WRITTEN TASK
Reproduce the data that follows in its entirety, character for character.

(Box-labeled dataset extracts)
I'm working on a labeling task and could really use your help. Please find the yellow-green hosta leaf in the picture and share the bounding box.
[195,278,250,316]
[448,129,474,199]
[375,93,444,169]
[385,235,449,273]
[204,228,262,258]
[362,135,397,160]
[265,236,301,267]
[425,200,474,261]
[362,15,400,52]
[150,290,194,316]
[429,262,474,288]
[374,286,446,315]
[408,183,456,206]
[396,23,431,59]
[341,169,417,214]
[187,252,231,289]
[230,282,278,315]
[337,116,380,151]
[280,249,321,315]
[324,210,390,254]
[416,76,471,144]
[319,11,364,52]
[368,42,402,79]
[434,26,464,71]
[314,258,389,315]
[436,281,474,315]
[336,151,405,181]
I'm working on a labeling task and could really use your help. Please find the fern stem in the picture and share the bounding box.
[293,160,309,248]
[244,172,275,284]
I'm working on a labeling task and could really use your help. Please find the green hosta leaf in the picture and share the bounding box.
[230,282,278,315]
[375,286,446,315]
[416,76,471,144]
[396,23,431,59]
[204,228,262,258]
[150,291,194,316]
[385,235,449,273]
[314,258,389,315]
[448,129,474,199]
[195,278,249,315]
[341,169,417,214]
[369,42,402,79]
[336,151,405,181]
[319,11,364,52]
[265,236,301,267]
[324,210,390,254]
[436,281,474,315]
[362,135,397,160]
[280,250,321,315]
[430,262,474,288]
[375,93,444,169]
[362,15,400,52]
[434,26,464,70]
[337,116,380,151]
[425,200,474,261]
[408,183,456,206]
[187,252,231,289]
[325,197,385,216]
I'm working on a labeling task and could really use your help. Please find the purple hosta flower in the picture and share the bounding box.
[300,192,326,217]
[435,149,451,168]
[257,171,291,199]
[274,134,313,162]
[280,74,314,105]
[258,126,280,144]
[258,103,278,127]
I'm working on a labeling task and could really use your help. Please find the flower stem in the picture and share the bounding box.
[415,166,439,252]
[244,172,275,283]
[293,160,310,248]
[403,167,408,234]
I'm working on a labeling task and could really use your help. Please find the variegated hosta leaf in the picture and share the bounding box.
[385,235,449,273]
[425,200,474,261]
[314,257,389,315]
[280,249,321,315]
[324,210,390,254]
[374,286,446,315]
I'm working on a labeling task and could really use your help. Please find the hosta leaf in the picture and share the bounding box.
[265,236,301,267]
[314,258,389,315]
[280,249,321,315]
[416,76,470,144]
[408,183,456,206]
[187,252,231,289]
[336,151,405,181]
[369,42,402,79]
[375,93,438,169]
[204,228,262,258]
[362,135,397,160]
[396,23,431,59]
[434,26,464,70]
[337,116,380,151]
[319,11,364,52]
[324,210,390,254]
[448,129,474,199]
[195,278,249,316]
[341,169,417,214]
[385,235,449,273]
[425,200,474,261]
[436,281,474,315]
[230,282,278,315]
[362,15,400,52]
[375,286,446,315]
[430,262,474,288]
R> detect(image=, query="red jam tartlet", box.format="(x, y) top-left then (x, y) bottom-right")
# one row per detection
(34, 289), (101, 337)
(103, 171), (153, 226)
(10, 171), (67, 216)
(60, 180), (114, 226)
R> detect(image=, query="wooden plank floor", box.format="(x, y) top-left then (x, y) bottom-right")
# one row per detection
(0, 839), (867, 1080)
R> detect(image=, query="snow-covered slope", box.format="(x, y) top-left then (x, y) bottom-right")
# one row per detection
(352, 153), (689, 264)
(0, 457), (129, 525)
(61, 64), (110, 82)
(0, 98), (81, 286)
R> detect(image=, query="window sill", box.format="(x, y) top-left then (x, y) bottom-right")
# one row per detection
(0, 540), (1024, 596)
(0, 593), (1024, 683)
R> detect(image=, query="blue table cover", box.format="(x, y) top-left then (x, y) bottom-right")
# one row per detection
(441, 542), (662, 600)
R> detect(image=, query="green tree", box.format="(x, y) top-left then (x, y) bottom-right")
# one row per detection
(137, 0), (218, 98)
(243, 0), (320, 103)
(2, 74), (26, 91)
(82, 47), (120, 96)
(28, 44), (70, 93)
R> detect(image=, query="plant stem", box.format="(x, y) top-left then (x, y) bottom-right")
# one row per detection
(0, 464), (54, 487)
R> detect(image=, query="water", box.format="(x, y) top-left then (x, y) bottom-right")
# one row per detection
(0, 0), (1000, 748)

REPLY
I'm working on a labeling task and could really use your help. Please find the yellow-green hosta leaf in the picture and share the bounding box.
[195,278,250,316]
[448,129,474,199]
[375,93,444,169]
[385,235,449,273]
[204,228,262,258]
[362,135,397,160]
[265,236,301,267]
[425,200,474,261]
[362,15,400,52]
[150,290,194,316]
[429,262,474,288]
[374,286,446,315]
[408,183,456,206]
[396,23,431,59]
[341,169,417,214]
[187,252,231,289]
[230,282,278,315]
[337,116,380,151]
[280,249,321,315]
[324,210,390,254]
[416,76,471,144]
[319,11,364,52]
[368,42,402,79]
[434,26,464,71]
[314,258,389,315]
[436,281,474,315]
[336,151,405,181]
I'm working on a labeling task and could really use your help. Please find the fern stem in the picture and share the bounding box.
[293,160,309,248]
[244,172,275,284]
I'm working on a labeling task and could really use your help. Please find the green hosta leaf in the picture and share the bounding box.
[230,282,278,315]
[375,286,446,315]
[416,76,471,144]
[396,23,431,59]
[204,228,262,258]
[150,291,194,316]
[385,235,449,273]
[314,258,389,315]
[448,129,474,199]
[195,278,249,315]
[341,169,417,214]
[369,42,402,79]
[336,151,405,181]
[319,11,364,52]
[265,236,301,267]
[324,210,390,254]
[436,281,474,315]
[362,135,397,160]
[280,250,321,315]
[430,262,474,288]
[375,93,444,169]
[362,15,400,52]
[434,26,464,70]
[337,116,380,151]
[425,200,474,261]
[408,183,456,206]
[187,252,231,289]
[325,197,385,216]
I'm working on a labeling task and could really use your help. Please find the purple hosta flower in the picture and share the bounding box.
[300,192,326,217]
[435,149,451,168]
[257,171,291,199]
[274,134,313,162]
[280,74,314,105]
[258,126,280,144]
[258,103,278,127]
I'm working on a labeling task and could really use your help. Please find the flower stem in the picture and share the bounding box.
[415,166,439,252]
[244,172,275,283]
[293,160,310,248]
[403,167,408,234]
I'm working on a labeling task and could really use your help. Please find the variegated hosta leaf in the picture and share the bounding box.
[385,235,449,273]
[425,200,474,261]
[314,257,389,315]
[280,249,321,315]
[324,210,390,254]
[374,286,446,315]
I'm working on a labeling task and could really use your help. Please find the hosta leaf in the picture and share the bounding box.
[265,236,301,267]
[314,258,389,315]
[280,249,321,315]
[416,76,470,144]
[408,183,456,206]
[187,252,231,289]
[336,151,405,181]
[369,42,402,79]
[375,93,438,169]
[204,228,262,258]
[362,135,397,160]
[396,23,431,59]
[434,26,464,70]
[337,116,380,151]
[319,11,364,52]
[324,210,390,254]
[448,129,474,199]
[195,278,249,316]
[341,169,417,214]
[385,235,449,273]
[425,200,474,261]
[436,281,474,315]
[230,282,278,315]
[362,15,400,52]
[375,286,446,315]
[430,262,474,288]
R> detect(image=, query="red jam tartlet", box.format="(x, y) top-left then (x, y) bottom-right")
# one row per detection
(34, 289), (101, 337)
(103, 171), (153, 226)
(10, 171), (67, 216)
(60, 180), (114, 226)
R> detect(image=, query="wooden plank floor", box.format="(x, y) top-left then (x, y) bottom-right")
# one row per detection
(0, 839), (867, 1080)
R> detect(image=, query="snow-covered slope", box.format="(x, y) top-left then (x, y) bottom-right")
# one row per detection
(352, 153), (689, 264)
(0, 457), (129, 525)
(61, 64), (110, 82)
(0, 98), (81, 286)
R> detect(image=, query="window sill", box.format="(x, y) top-left then (x, y) bottom-right")
# one row per detection
(0, 540), (1024, 596)
(0, 593), (1024, 683)
R> detect(image=, query="blue table cover", box.format="(x, y) top-left then (x, y) bottom-right")
# one row per detection
(441, 542), (662, 600)
R> detect(image=, query="green tree", box.format="(x, y) top-left then (x, y) bottom-right")
# one row per detection
(137, 0), (218, 98)
(243, 0), (320, 103)
(2, 74), (26, 91)
(82, 47), (120, 96)
(28, 44), (70, 93)
R> detect(image=, query="plant stem", box.format="(x, y) top-left then (x, y) bottom-right")
# one row per detection
(0, 464), (54, 487)
R> detect(image=, query="water", box.format="(x, y) top-left then (x, y) bottom-right")
# one row per detection
(0, 0), (1000, 748)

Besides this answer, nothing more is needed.